:: Work required ::
Reproduce the text on the Green Velvet compilation album word for word, without any changes.

:: Quoted text ::
=====

Compilation album by Green Velvet
- Released: October 25, 1999
- Recorded: 1993–1999
- Genre: Techno; house;
- Length: 76:59
- Label: Music Man Records
- Producer: Green Velvet

Green Velvet chronology
| Constant Chaos (1999) | The Nineties (1993 A.D. Through 1999 A.D.) (1999) | Green Velvet (2000) |

= The Nineties (1993 A.D. Through 1999 A.D.) =

The Nineties (1993 A.D. Through 1999 A.D.) is a compilation album by Green Velvet. It was released on Music Man Records in 1999.

==Critical reception==

Prasad Bidaye of Exclaim! wrote, "For those who've never had the Green Velvet experience, this 12-track best-of compilation makes for a good introduction, featuring most of his classic tracks." He added, "Considering how techno purists tend to celebrate its conventional instrumental form, Green Velvet's bizarre narratives reclaim the human voice as an organic, yet estranged force in music."

=====

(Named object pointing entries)
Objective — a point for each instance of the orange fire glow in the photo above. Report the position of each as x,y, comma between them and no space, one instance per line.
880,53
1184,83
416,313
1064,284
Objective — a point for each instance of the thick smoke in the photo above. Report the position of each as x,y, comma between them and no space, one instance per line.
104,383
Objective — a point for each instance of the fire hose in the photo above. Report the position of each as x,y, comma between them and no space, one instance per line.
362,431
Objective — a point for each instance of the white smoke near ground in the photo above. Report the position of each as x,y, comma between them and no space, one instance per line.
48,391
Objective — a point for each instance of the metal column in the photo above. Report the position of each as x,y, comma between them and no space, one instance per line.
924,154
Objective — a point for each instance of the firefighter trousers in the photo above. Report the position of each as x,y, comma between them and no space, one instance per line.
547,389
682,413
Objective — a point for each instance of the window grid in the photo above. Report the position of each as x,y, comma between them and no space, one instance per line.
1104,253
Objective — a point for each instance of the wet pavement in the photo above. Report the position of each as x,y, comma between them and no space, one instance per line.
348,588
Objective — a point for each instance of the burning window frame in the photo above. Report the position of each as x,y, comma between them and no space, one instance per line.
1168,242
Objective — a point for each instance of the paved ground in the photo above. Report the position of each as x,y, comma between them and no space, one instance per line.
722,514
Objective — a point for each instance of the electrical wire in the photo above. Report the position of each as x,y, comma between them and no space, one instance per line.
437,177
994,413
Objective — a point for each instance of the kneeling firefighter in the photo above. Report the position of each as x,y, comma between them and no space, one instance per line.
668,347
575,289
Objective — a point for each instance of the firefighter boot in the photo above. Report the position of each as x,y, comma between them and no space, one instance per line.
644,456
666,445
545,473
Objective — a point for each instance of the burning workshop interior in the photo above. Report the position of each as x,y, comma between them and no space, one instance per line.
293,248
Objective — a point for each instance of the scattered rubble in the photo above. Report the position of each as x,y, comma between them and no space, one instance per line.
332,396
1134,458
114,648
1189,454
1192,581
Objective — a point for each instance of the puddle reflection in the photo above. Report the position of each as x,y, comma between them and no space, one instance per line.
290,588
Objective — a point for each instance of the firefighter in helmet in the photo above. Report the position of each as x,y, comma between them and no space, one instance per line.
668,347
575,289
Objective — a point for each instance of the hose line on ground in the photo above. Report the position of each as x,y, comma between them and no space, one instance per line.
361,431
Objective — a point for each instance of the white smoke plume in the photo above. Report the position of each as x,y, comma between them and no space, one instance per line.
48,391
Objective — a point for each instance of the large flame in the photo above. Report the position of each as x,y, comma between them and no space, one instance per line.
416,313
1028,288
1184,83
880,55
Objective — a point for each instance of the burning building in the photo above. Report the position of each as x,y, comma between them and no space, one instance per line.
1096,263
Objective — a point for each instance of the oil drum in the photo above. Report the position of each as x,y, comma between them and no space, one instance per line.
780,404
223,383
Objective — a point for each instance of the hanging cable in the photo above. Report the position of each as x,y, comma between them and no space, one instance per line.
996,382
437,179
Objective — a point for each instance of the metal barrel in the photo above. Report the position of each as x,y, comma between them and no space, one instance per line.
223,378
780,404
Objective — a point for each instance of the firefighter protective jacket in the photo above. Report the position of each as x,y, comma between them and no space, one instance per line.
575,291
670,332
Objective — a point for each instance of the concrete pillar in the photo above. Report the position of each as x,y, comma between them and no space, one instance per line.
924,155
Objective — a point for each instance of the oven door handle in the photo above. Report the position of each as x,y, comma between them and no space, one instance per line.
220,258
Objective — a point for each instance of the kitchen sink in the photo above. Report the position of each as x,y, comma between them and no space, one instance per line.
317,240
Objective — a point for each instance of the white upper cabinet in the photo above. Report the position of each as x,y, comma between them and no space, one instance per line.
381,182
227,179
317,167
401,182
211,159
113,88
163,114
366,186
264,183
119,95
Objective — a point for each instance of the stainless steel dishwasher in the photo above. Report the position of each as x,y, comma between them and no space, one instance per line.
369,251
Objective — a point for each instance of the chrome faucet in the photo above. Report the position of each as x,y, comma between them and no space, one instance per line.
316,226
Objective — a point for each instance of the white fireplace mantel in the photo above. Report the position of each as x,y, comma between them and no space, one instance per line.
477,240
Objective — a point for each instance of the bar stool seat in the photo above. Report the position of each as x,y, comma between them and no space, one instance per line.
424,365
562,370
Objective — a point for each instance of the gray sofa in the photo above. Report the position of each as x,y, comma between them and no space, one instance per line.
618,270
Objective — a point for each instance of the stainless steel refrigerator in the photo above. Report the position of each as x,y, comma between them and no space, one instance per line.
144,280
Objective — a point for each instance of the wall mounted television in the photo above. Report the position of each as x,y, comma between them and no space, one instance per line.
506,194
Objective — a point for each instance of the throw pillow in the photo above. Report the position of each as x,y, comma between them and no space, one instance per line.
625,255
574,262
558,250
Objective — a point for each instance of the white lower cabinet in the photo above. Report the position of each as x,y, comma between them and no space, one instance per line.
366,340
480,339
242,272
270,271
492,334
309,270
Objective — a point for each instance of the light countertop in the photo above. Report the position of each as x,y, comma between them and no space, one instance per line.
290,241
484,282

=====

:: Completed exercise ::
Compilation album by Green Velvet
- Released: October 25, 1999
- Recorded: 1993–1999
- Genre: Techno; house;
- Length: 76:59
- Label: Music Man Records
- Producer: Green Velvet

Green Velvet chronology
| Constant Chaos (1999) | The Nineties (1993 A.D. Through 1999 A.D.) (1999) | Green Velvet (2000) |

= The Nineties (1993 A.D. Through 1999 A.D.) =

The Nineties (1993 A.D. Through 1999 A.D.) is a compilation album by Green Velvet. It was released on Music Man Records in 1999.

==Critical reception==

Prasad Bidaye of Exclaim! wrote, "For those who've never had the Green Velvet experience, this 12-track best-of compilation makes for a good introduction, featuring most of his classic tracks." He added, "Considering how techno purists tend to celebrate its conventional instrumental form, Green Velvet's bizarre narratives reclaim the human voice as an organic, yet estranged force in music."